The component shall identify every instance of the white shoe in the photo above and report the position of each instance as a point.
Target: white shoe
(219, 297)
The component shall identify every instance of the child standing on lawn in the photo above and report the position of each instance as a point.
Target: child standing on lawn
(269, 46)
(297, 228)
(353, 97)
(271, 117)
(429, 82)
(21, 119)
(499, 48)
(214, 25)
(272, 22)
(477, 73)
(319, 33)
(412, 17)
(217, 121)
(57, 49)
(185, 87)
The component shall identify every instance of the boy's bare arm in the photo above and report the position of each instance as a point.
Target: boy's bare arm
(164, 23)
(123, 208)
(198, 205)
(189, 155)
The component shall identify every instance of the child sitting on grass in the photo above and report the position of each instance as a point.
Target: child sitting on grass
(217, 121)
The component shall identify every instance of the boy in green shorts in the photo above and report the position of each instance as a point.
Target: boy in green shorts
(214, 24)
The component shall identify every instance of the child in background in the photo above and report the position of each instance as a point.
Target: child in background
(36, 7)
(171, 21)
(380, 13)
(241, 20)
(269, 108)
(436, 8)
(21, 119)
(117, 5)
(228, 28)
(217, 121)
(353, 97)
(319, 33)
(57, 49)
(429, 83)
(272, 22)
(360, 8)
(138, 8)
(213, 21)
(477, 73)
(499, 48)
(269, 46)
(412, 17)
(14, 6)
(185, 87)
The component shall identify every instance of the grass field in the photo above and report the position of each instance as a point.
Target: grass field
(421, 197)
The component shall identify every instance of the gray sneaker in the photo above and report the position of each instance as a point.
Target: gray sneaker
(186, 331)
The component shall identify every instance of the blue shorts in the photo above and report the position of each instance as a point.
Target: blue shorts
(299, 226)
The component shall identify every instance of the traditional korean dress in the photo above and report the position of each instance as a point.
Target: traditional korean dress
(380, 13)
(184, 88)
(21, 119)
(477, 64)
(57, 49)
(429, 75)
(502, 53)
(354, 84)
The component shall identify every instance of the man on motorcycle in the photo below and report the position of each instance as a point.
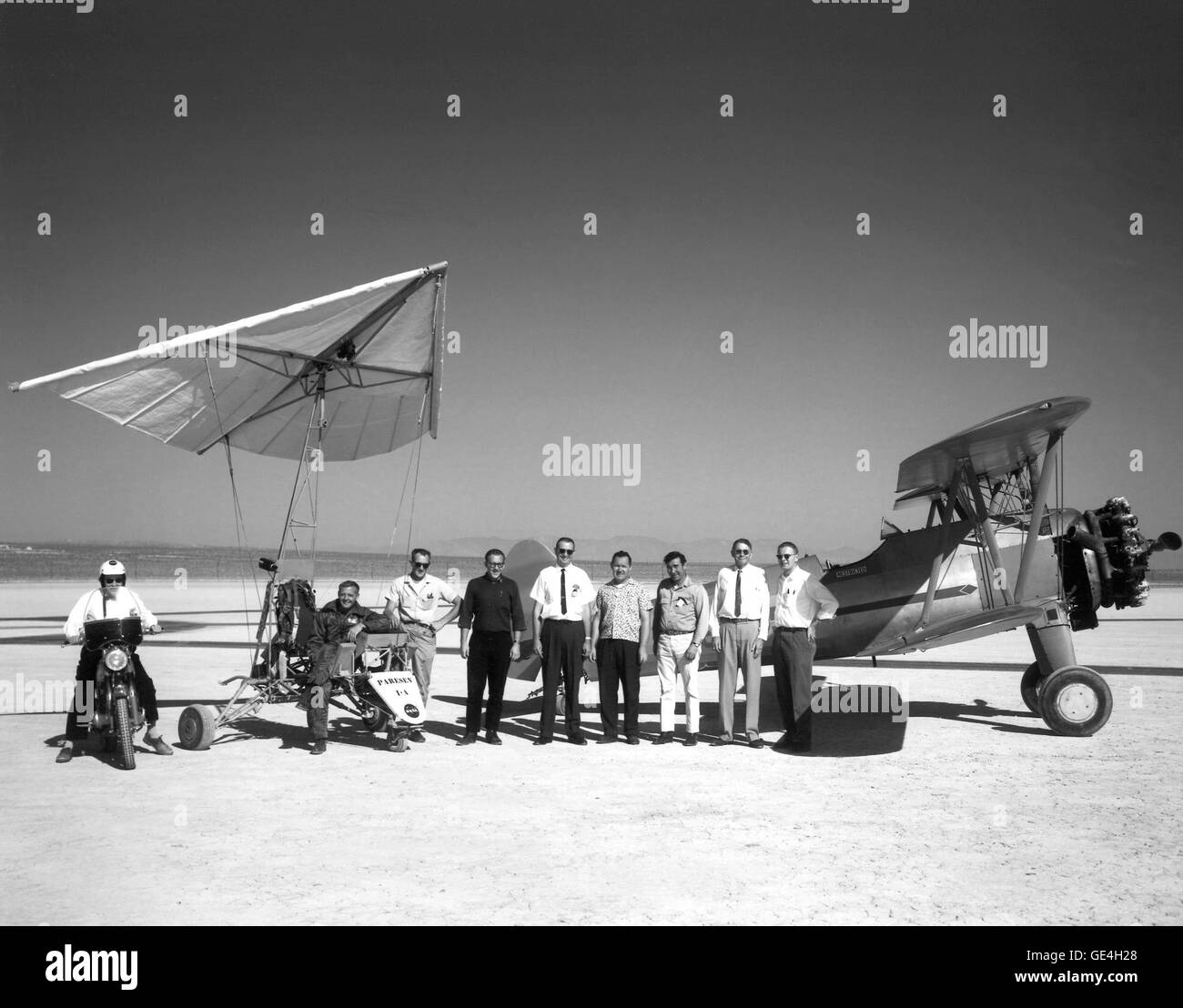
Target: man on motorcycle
(336, 622)
(113, 600)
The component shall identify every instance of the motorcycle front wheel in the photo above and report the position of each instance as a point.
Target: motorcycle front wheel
(123, 733)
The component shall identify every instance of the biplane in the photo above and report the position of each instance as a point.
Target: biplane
(998, 551)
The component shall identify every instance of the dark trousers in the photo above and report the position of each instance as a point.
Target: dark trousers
(793, 666)
(86, 672)
(619, 661)
(489, 661)
(562, 649)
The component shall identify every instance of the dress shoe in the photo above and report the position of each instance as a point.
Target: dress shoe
(157, 745)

■ **STATED EXERCISE**
Please revise all of the records above, swapping "component" for "system" wherever it occurs and keeping every other word unchanged. Leave the pictures out of your answer.

■ **RESULT OF THE TASK**
The system shall identify every instance of the white shoe in the photo above and report the position of each instance as a point.
Target: white shoe
(219, 297)
The system shall identify every instance of the child standing on lawn in the photo above and report the position of each instance as a point.
Target: child standing on lawn
(269, 46)
(297, 228)
(353, 97)
(271, 117)
(429, 82)
(21, 119)
(499, 48)
(214, 25)
(272, 22)
(477, 73)
(319, 33)
(412, 17)
(217, 121)
(57, 49)
(185, 87)
The system shall identify every instance of the boy's bare arm in the photo above and report the position of each instance as a point.
Target: boy's bare arm
(164, 23)
(123, 208)
(198, 205)
(189, 155)
The system shall identify every instance of the child sitting on grass in the photo above and report the position of each instance as a point.
Target: child sitting on grass
(217, 121)
The system shall identify every instance of the boy in green shorts in the photo above and report the position of each instance as a point.
Target: boy in green shorts
(214, 24)
The system shall identify every instance of the child in background in the photo above and report the position of each instance as a point.
Target: child in background
(36, 7)
(171, 21)
(380, 13)
(241, 20)
(269, 108)
(436, 8)
(21, 119)
(117, 5)
(228, 28)
(217, 121)
(353, 97)
(319, 33)
(57, 49)
(429, 83)
(272, 22)
(360, 8)
(138, 8)
(213, 21)
(477, 73)
(499, 48)
(269, 46)
(412, 17)
(14, 6)
(185, 87)
The system shall identify every instance of the grass field in the photo above and report the position of each instance as a point.
Target: grass field
(421, 197)
The system shall identify every instance of the gray sneaker in the photo above and report the position of each instance as a point.
Target: gray sneaker
(186, 331)
The system shall identify every instance of the blue shorts in the photo above and report the position of each instance as a point.
Target: blue shorts
(299, 226)
The system shall identify every instance of the traditional korean dress in the photo above and report the position of each instance as a point.
Target: traditional korean dress
(380, 13)
(184, 88)
(21, 119)
(477, 64)
(57, 49)
(429, 75)
(502, 53)
(354, 84)
The system shall identify every instance of the man on motorcycle in the photo below and report the position of each instance as a point.
Target: man on motorcycle
(336, 622)
(113, 600)
The system shall identify every instance of the motorcycle front wheel in the photo above and report the position of each instance as a point.
Target: motorcycle front wheel
(123, 733)
The system shall identify every instance of the biplane in the photo above and report the position of each instance as a point.
Target: biplane
(998, 551)
The system shall identify every instance of the dark trousers in the photo above and report the position of each instance as a point.
Target: dark trousers
(793, 666)
(86, 672)
(619, 661)
(489, 661)
(562, 649)
The system shall identify every instance of the dress shoe in the photo above and report the position of each instance as a point.
Target: dress shoe
(157, 745)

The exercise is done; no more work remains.